What to do:
A - Answer these questions using the review of Lowlight Visions, one answer per line:
(i) How many tracks does Lowlight Visions contain?
(ii) What stage was the cancer diagnosis Sondermann's partner received?
(iii) What do the finger-picked guitars entangle over in the arrangements?
B - Carry on the review of Lowlight Visions, picking up after its final sentence.

Document text:

========================================================================

Recorded during islands of relative calm as songwriter Clarke Sondermann cared for a partner in the wake of a stage IV cancer diagnosis, Lowlight Visions was never intended to be a document of grief or mourning. The thirteen-track collection became a kind of life raft, a way to float above the immense pain and preserve the deep love felt for his ailing partner. “The songs come from the intersection of tremendous love and tremendous fear,” he says, “and though the fear is very present, communicating the love was my intention.” The Washboard Abs set that tremendous love adrift in arrangements that, while never quite detaching themselves from a formula of twinkling, finger-picked guitars entangling gently over breakbeat drums, promote a quietly propulsive healing. Sondermann and co. process the uncertainty of illness by putting order to chaos—a form of ultra-harmonious musical housekeeping.

========================================================================

[Segmentation mask data]
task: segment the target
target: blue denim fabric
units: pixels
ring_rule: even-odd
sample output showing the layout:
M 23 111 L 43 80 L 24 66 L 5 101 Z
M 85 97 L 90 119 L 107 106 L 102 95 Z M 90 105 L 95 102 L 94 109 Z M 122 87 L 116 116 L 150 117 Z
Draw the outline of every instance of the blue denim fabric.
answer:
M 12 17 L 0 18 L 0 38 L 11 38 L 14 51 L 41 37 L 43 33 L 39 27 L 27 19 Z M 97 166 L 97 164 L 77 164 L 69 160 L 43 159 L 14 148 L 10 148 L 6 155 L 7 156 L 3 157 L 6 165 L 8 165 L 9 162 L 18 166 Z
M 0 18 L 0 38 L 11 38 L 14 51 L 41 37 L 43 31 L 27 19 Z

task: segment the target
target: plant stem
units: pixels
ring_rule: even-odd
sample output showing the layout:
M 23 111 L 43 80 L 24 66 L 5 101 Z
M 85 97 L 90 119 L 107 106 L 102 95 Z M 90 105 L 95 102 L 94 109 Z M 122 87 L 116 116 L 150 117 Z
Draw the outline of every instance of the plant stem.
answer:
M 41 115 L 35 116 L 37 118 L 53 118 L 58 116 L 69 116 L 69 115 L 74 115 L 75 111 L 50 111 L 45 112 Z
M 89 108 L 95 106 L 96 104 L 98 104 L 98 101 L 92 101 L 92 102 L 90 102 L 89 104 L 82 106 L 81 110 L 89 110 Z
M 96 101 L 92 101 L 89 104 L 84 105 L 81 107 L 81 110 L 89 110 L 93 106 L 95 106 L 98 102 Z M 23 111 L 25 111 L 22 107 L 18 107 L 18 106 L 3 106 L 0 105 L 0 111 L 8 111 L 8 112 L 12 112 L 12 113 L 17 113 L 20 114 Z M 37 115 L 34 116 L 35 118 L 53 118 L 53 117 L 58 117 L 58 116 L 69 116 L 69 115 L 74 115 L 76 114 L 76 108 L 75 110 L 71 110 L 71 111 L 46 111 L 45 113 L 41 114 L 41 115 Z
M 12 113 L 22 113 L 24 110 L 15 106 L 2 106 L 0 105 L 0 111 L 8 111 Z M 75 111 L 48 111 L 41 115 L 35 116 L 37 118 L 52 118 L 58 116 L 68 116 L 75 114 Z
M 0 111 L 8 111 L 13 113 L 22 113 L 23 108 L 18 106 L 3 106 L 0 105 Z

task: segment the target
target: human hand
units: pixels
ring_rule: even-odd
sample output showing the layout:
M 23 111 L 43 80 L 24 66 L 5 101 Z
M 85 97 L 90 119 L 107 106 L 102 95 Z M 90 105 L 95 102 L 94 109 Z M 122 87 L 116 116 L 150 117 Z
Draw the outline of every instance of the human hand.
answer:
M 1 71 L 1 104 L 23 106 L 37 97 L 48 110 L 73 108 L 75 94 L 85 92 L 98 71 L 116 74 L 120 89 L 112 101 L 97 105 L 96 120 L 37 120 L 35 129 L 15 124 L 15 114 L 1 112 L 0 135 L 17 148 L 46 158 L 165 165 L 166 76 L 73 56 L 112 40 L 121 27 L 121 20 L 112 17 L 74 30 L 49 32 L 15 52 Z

========================================================================

Replies:
A -
(i) Thirteen
(ii) Stage IV
(iii) Breakbeat drums

B -
If there’s any criticism to be made of this particular coping mechanism on Lowlight Visions, it’s that Sondermann’s vision is perhaps too well realized to reveal any of the negative emotions bubbling beneath the surface without seriously digging into the lyrics. Put this album on in the background, allow the placid surroundings and ambient textures to swirl around you, and you’ll come away with a strong feeling of romantic nostalgia rather than a broken heart. However, this may be exactly what The Washboard Abs intended to create: an escapist fantasy from the very real pain that creates lyrics like “Can I play dumb / Or try forgetting / The fear of ending?” Though you may have to detach yourself from the beautiful surface to hear it, those moments of sheer emotional terror are well worth listening for.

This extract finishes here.